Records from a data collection
-- Begin --

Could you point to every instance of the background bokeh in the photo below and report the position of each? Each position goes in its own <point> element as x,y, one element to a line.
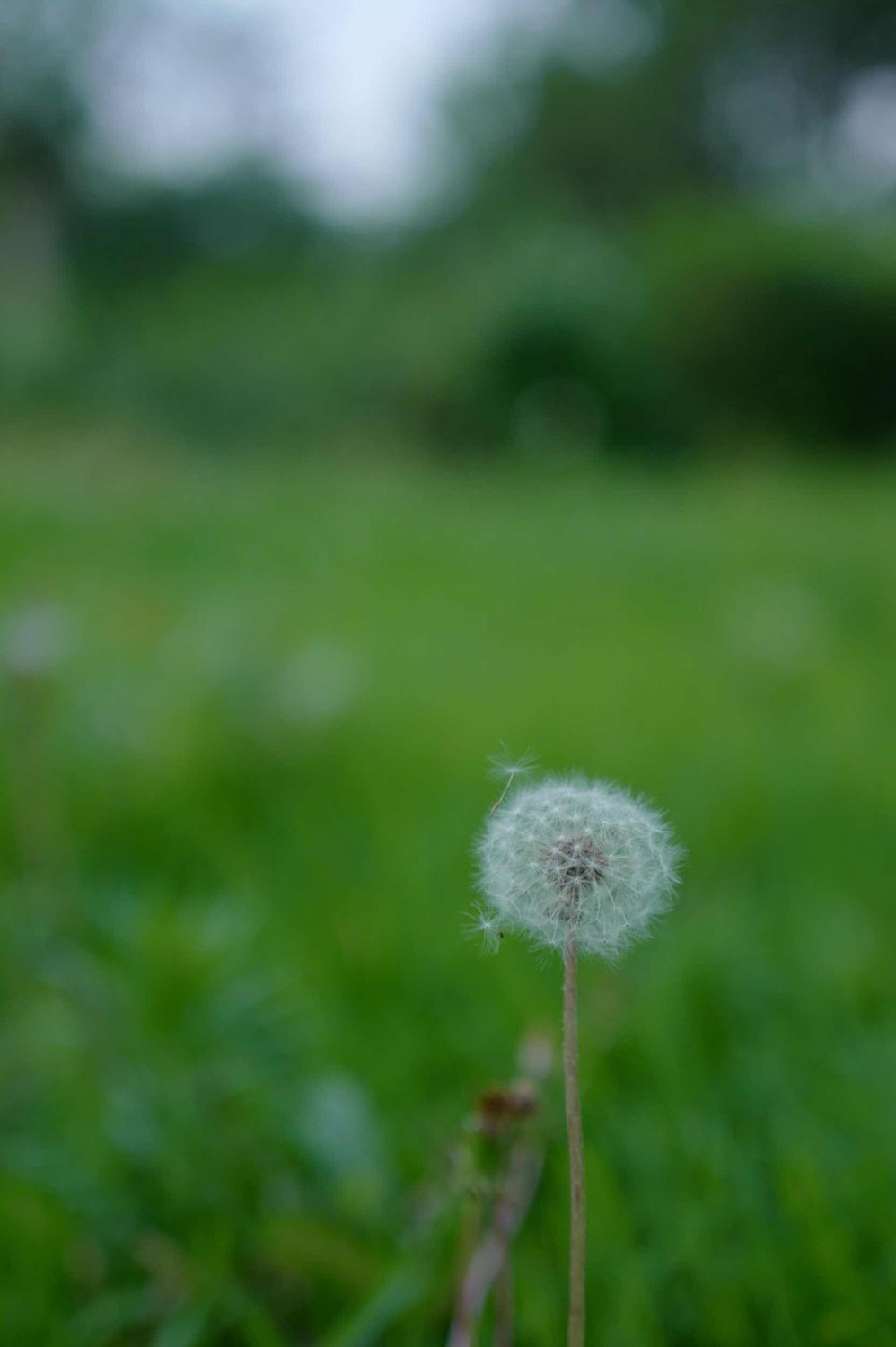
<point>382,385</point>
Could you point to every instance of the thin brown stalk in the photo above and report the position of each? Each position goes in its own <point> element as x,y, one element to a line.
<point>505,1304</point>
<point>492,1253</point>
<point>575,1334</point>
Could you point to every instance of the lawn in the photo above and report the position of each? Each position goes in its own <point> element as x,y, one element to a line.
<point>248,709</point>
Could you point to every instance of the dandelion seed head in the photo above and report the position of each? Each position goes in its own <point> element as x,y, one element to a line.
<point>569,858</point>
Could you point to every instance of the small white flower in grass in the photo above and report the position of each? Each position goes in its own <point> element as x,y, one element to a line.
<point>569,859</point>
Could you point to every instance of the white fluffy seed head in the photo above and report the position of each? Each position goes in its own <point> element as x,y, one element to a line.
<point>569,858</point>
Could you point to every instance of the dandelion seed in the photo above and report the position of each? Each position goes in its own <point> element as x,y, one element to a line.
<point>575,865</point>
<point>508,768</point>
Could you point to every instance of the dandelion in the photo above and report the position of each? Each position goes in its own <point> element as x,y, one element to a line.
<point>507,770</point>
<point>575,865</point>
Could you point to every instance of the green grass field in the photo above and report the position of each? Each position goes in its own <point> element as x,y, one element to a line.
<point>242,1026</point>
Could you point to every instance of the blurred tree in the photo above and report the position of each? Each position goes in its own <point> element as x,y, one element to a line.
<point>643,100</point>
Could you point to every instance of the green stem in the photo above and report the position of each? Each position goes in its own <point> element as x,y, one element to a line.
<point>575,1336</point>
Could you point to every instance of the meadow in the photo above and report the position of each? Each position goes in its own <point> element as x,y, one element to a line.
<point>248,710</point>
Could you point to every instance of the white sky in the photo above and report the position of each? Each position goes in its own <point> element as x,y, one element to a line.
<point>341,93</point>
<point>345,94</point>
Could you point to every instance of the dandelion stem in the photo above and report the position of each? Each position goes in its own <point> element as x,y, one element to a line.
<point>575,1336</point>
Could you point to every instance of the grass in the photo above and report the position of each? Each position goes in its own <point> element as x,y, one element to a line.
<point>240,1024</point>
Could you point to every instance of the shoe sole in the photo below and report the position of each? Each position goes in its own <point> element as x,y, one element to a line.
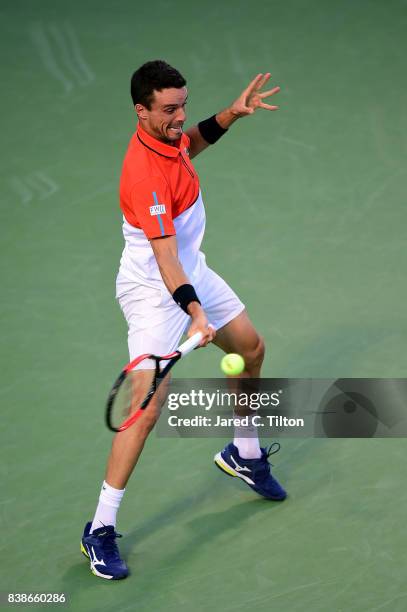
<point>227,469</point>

-- End --

» **WHAT IS EXPECTED**
Rewrite the listing above with "report the position of each" replaced by "give the location of each" throughout, leaving everything else unchanged. Leave the pictures out.

» **REPLY**
Could you point to every instance of the background bokeh in the photo below and give the location of each? Each position goes in its own <point> element as x,y, one element to a line.
<point>382,385</point>
Could you point to every instance of the thin brown stalk in the photo above and give the location of each? Each position goes in its own <point> element as x,y, one element to a line.
<point>505,1304</point>
<point>492,1253</point>
<point>575,1334</point>
Could you point to every instance of the lawn in the photo above and give the location of each? Each position goes in its own <point> element as x,y, one element to a line.
<point>248,709</point>
Could you point to every instance of the dandelion seed head in the photo above and give the location of each? Each position goes in its own <point> element as x,y, one element to a line.
<point>569,858</point>
Could you point to every instance of the small white flower in grass in the photo above and give the location of each? Each position goes in its own <point> element as x,y, one element to a line.
<point>569,859</point>
Could you point to every instance of the white fluffy seed head in the photo above and give the location of each? Each position goes in its own <point> element as x,y, one element to a line.
<point>569,858</point>
Could you point to every instance of the dandelion seed in the photo above and give the location of each? Each position goes in its own <point> element as x,y, one element to a line.
<point>575,865</point>
<point>508,768</point>
Could you point to every instance of the dandelion in the photo above and give the location of each? Each position goes in its own <point> element as x,y, one element to a line.
<point>507,770</point>
<point>575,865</point>
Could you point to every instance of the green grass field in the photo above and give the location of each? Each position goes in its own <point> element as x,y, one element to a line.
<point>242,1026</point>
Could you point to every instance of the blurred tree in the photo above and give the location of each? Each position goes in its own <point> element as x,y, one element to a line.
<point>643,100</point>
Could you point to every instance of the green stem in the photo above and give the location of each? Each position goes in its own <point> element as x,y, one element to a line.
<point>575,1336</point>
Could you point to every instance of the meadow in the photo above and give the location of each? Each position goes in its own <point> element as x,y, one element to a line.
<point>248,710</point>
Could you point to every instance of the white sky in the photo above and give the location of each? Each position goes in its own <point> element as x,y, one element to a line.
<point>341,93</point>
<point>345,94</point>
Could you point to every instance of the dandelion stem in the photo above and give the location of each? Each position goes in its own <point> element as x,y, one element to a line.
<point>575,1336</point>
Could you point to every instance of the grass in the photo above and give the location of each? Each position goes in its own <point> element as x,y, one element to a line.
<point>240,1024</point>
Could you point to every instance of the shoe sole in the photo below and give the location of each? Each position goes in its own <point> element as x,y, one element to a line.
<point>227,469</point>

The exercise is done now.